◆ **Required task**:
In every one of the saved entries below, swap "region-level grounding" for "object localization" and leave the rest of each line as it is.

** START Task material **

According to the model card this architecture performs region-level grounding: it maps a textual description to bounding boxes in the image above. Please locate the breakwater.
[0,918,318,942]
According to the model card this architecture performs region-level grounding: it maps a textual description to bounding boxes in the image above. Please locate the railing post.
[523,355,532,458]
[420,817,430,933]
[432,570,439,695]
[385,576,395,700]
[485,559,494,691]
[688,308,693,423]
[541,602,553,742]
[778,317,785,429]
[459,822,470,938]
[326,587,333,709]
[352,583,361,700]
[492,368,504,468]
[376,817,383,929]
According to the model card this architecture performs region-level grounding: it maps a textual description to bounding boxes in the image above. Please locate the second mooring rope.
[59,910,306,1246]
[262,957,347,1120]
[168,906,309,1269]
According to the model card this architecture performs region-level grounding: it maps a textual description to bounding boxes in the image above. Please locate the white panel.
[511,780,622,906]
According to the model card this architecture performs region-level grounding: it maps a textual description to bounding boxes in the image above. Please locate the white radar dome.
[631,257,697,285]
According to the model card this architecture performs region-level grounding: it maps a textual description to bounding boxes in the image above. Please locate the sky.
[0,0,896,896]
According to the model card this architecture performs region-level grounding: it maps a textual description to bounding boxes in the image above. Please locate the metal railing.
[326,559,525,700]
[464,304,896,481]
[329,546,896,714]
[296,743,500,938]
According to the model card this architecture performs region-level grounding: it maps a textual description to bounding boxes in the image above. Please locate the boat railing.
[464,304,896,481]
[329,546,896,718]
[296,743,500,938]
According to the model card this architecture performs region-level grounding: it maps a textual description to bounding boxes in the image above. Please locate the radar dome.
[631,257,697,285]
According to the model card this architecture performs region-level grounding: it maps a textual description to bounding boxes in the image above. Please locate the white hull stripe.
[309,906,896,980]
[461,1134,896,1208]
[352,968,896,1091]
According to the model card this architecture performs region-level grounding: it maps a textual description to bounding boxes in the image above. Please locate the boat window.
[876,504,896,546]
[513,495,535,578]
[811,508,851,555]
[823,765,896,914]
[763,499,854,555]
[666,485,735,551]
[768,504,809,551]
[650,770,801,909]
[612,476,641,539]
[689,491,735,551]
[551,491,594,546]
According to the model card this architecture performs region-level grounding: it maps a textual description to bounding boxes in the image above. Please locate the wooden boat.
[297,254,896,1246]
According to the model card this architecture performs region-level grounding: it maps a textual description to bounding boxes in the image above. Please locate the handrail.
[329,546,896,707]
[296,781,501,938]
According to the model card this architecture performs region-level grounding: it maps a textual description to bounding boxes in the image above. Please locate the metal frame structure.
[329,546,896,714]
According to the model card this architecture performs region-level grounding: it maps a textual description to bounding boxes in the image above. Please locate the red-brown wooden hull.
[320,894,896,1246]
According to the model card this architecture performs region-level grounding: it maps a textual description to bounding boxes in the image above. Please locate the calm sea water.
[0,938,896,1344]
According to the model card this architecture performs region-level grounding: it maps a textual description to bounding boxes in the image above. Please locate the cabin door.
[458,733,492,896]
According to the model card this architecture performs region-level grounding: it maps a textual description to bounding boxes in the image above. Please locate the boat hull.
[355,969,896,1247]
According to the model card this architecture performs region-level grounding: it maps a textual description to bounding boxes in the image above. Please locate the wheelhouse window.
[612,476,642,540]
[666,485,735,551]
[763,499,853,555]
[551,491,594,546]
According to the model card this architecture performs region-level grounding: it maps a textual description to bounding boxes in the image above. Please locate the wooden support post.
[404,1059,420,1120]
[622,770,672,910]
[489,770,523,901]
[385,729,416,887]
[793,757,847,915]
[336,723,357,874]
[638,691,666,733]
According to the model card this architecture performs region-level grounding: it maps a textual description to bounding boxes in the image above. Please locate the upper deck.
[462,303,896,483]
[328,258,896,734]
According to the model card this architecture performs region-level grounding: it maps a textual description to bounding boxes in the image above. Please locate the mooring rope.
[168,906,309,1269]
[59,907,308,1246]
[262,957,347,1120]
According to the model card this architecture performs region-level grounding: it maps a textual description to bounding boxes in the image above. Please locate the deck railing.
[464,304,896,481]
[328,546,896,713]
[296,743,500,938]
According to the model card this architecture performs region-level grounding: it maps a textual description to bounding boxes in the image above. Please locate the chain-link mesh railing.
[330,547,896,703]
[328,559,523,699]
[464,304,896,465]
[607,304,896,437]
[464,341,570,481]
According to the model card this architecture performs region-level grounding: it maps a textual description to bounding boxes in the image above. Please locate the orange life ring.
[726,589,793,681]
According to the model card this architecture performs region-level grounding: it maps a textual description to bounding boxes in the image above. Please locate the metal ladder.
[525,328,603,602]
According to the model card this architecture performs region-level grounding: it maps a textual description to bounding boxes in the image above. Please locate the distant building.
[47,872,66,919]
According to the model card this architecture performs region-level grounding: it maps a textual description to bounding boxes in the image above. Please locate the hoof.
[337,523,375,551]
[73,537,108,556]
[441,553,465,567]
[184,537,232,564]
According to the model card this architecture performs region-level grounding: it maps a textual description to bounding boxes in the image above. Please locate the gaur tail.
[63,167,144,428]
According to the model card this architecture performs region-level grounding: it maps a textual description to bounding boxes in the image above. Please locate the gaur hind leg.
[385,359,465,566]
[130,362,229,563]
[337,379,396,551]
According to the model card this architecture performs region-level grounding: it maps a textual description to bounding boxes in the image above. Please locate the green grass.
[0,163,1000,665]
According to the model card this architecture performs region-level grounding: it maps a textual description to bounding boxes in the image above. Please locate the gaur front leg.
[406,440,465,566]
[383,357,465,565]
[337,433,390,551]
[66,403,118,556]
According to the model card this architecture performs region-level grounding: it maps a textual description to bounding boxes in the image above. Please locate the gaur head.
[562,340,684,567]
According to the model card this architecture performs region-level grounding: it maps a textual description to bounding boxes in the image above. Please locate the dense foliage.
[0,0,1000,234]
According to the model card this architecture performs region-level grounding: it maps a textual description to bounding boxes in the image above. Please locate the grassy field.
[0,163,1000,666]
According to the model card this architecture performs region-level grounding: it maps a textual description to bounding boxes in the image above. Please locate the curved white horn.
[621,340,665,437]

** END Task material **

◆ **Complete answer**:
According to the model card this architecture performs object localization: it maps a textual description to bounding boxes in the image above. Please locate the breakwater.
[0,918,318,942]
According to the model card this architecture performs object localization: it maps a textual description to bounding boxes in the image above. Please locate the railing post.
[523,355,532,458]
[420,817,430,933]
[432,570,439,695]
[385,576,395,700]
[485,559,494,691]
[688,308,693,423]
[541,602,553,742]
[778,317,785,429]
[459,822,470,938]
[326,587,333,709]
[352,583,361,700]
[492,368,504,468]
[376,817,383,929]
According to the model card this architecture performs object localization: it maps a textual description to bounding boxes in the image above. Please locate the second mooring rope.
[59,910,306,1246]
[262,957,347,1120]
[168,906,309,1269]
According to the model card this architecture performs object localization: it maps a textual description to bounding boxes in the image above. Please locate the white panel.
[511,780,622,906]
According to the model card this architecture performs object localization: it maps a textual description to bounding boxes in the image above. Please locate the white radar dome.
[631,257,697,285]
According to the model card this architecture performs object localization: it maps a textual description to bounding boxes in the image above. Please locate the sky.
[0,0,896,896]
According to the model card this architecture performs object localization: it maps a textual description to bounding boxes in the image above. Please locate the metal railing.
[326,559,525,700]
[464,304,896,481]
[329,546,896,714]
[296,743,500,938]
According to the model card this architecture performs object localization: it maps a textual description to bounding boxes in the image above. Please locate the boat railing.
[464,304,896,481]
[329,546,896,718]
[296,743,500,938]
According to the model card this architecture performs object localization: it maps a textual description to bounding boxes in the image above. Please locate the radar dome.
[631,257,697,285]
According to the model card this architecture performs object localization: it maps a textual description to bounding boxes in the image above. Please locate the white hull stripe.
[309,906,896,980]
[461,1134,896,1208]
[352,968,896,1091]
According to the model card this architecture performs object localization: it maps a textual description to bounding boxes in the image above. Please locate the boat window.
[876,504,896,546]
[513,495,535,578]
[811,508,851,555]
[823,765,896,914]
[763,499,854,555]
[666,485,735,551]
[768,504,809,551]
[650,770,801,909]
[612,476,641,539]
[689,491,735,551]
[551,491,594,546]
According to the model card this architecture performs object localization: it maps a textual description to bounding boxes in the image above. Please locate the wooden boat.
[297,254,896,1246]
According to the model card this architecture performs object localization: it maps a textual description to bounding boxes in the image above. Please locate the handrail.
[329,546,896,707]
[296,781,501,938]
According to the model card this architecture performs object localization: it maps a textual description to bounding boxes in the image above. Please locate the metal frame structure.
[329,546,896,714]
According to the model card this architecture performs object localization: it maps a textual description to bounding boxes in the image above. Please locate the red-brown wooden hull.
[320,894,896,1246]
According to the model card this architecture performs object localization: it maps a textual description to bounding boxes in the image above. Please locate the calm sea water.
[0,938,896,1344]
According to the model card this architecture performs object localization: it maps a textual description to bounding boxes in the image above. Please locate the cabin door.
[458,733,492,896]
According to the model card this architecture performs object localization: it maps a textual description to bounding boxes in the image above. Please locate the boat hull.
[355,969,896,1247]
According to the model card this architecture performs object localization: it maps a textual description to bounding boxes in the image above. Please locate the wheelhouse window.
[612,476,642,540]
[666,485,735,551]
[763,499,853,555]
[551,491,594,546]
According to the model card this architecture performs object localization: it maps a textual description to bounding boxes in the image above. Please locate the wooden support post.
[404,1059,420,1120]
[622,770,672,910]
[489,770,523,901]
[385,729,416,887]
[793,757,847,915]
[336,723,357,874]
[638,691,666,733]
According to the model card this architecture performs object localization: it maps a textual description to bounding boxes in the image above. Please locate the upper deck.
[462,303,896,483]
[328,258,896,734]
According to the model card this architecture performs object localization: it maps a textual description to bounding boxes in the image above. Please locate the mooring rope.
[168,906,309,1269]
[59,907,308,1246]
[262,957,347,1120]
According to the model card this architecture performs object localization: it maps a textual description to bounding boxes in the image above. Please locate the deck railing.
[464,304,896,481]
[328,546,896,713]
[296,743,500,938]
According to the model card this architecture performs object localization: it maps a textual description to bounding boxes in the image above. Please locate the chain-link mesh railing.
[330,547,896,703]
[328,559,523,699]
[464,304,896,465]
[607,304,896,437]
[464,341,570,481]
According to the model card this architecture performs object localization: it maps a textual description to bounding boxes in the image above. Please locate the orange life ring.
[726,589,793,681]
According to the model card this architecture performs object localization: it maps a textual description to bounding boxes in the image above. Please locate the metal ladder.
[525,328,603,602]
According to the model card this architecture performs object localization: it maps a textual description to bounding boxes in the image above. Please locate the distant building.
[47,872,66,919]
According to the model card this architecture performs object localization: it maps a textual description to bounding boxes in the image above. Please locate the hoof.
[337,523,375,551]
[73,537,108,556]
[441,553,465,567]
[184,537,232,564]
According to the model card this architecture performs object localization: it maps a textual description to bounding boxes in the image above. Please locate the gaur tail.
[63,167,144,428]
According to the model card this architecture performs object localization: it maps a textual description to bounding boxes in the image above. Please locate the gaur hind leg.
[385,359,465,566]
[130,362,229,563]
[337,379,396,551]
According to the model card this architecture performs object localization: it maps a textual description to bounding boxes in the image above. Please locate the green grass.
[0,163,1000,665]
According to the model card this architecture performs object localization: it maps a textual description to bounding boxes in the image above. Please locate the gaur front leg.
[406,440,465,566]
[383,357,465,565]
[337,433,390,551]
[66,403,118,556]
According to the model card this architecture performs object localization: it maps a textual description to bounding boxes in the image above. Please locate the gaur head.
[562,340,684,567]
According to the model card this architecture performs object localization: it maps a textual description to bounding boxes in the image above. Please locate the dense foliage.
[0,0,1000,234]
According to the model card this architecture performs object localization: it maps a textual description to bounding boxes in the image above. Please locate the grassy field.
[0,163,1000,666]
According to the model card this architecture performs object localization: it maps a textual description to bounding boxes in the image above. Please locate the curved white horn.
[621,340,665,437]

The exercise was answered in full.